**WORK ITEM:** Nothing but the lines from the one showing "One point marks each instance of the faucet" through the final line of the data below belongs in the answer, duplicated exactly and without pictures.

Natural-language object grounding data
══════════════════════════════
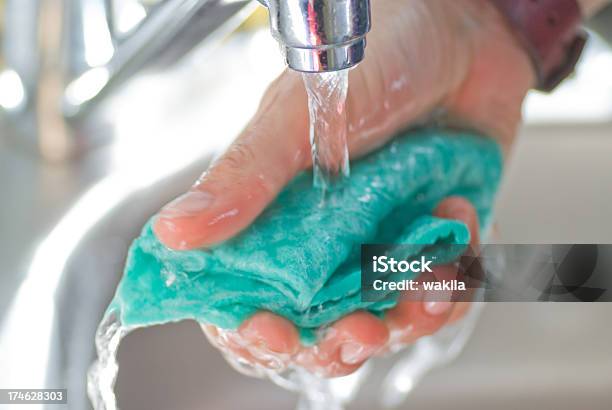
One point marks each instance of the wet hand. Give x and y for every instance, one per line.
x=456, y=59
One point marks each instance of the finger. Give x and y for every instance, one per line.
x=347, y=344
x=239, y=185
x=412, y=319
x=271, y=332
x=383, y=98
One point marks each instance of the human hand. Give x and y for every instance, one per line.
x=455, y=57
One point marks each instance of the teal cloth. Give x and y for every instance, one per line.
x=301, y=257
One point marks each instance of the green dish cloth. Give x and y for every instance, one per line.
x=301, y=258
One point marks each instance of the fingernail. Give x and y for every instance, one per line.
x=189, y=204
x=437, y=308
x=353, y=353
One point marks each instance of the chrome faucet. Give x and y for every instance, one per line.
x=320, y=35
x=61, y=58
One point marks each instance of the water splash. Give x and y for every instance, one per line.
x=103, y=373
x=328, y=126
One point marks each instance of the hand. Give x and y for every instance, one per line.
x=458, y=58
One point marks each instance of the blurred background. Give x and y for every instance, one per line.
x=110, y=108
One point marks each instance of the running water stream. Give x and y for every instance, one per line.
x=328, y=126
x=327, y=94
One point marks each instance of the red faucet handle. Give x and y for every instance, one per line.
x=551, y=34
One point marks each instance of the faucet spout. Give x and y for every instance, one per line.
x=320, y=35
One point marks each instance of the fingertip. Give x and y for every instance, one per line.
x=459, y=208
x=274, y=332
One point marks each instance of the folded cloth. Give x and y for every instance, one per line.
x=301, y=257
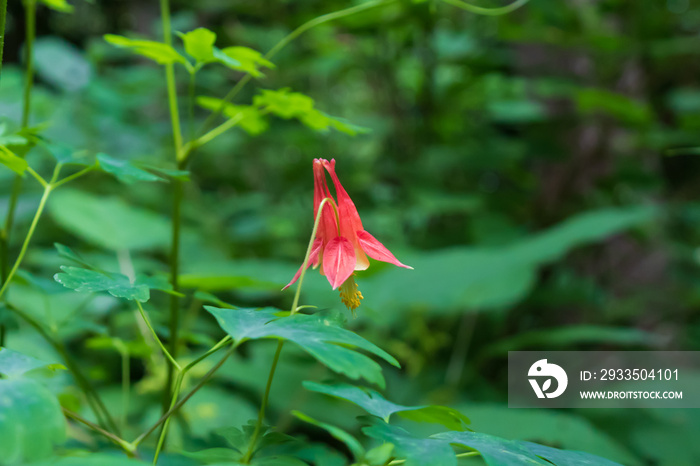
══════════════════════════════
**COMPLETED TASK:**
One point marks each instance of the faucet spout. Give x and y for every instance, one per line.
x=320, y=35
One point marks each instance of the fingertip. Give x and y for every instance, one per line.
x=459, y=208
x=274, y=332
One point marks each instance of the folded cloth. Give x and y for every instance, one per line.
x=301, y=257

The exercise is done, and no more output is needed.